AUFGABE
Gib den Text über die Zinssenkung der EZB in zwei Sätzen wieder.

07.06.2024 -
Die Zinssenkung der Europäischen Zentralbank (EZB) vom Donnerstag war nicht so selbstverständlich, wie es den Anschein hat. Die europäischen Währungshüter hatten sich schon früh darauf festgelegt, auf dieser Juni-Sitzung des geldpolitischen Rats die Leitzinsen um 0,25 Prozentpunkte zurückzunehmen. Der Einlagesatz liegt nun bei 3,75 Prozent. Von dieser Erwartung wären sie kaum noch weggekommen, ohne größere Verwerfungen an den Märkten auszulösen. Die aktuelle Datenlage zeichnet allerdings kein Bild, das einen Zinsschritt zwingend gemacht hätte. Doch wie so oft ist Geldpolitik eine Frage der Abwägung. Es hätte durchaus Gründe gegeben, die Leitzinsen noch etwas länger unverändert zu belassen.

AUSZUG DATENSATZ
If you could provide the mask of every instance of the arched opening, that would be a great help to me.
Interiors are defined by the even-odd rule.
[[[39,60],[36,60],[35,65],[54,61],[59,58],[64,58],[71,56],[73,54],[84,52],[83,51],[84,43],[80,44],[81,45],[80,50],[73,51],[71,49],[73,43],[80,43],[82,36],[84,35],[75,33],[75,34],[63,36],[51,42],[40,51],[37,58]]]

VOLLSTÄNDIGE ANTWORT
Die EZB hat am Donnerstag, wie sie es schon früh festgelegt hatte, die Leitzinsen um 0,25 Prozentpunkte gesenkt, sodass der Einlagesatz nun bei 3,75 Prozent liegt. Selbstverständlich war dieser Schritt aber nicht, denn die aktuellen Daten machten ihn nicht zwingend, und es hätte auch Gründe gegeben, die Leitzinsen noch länger unverändert zu lassen.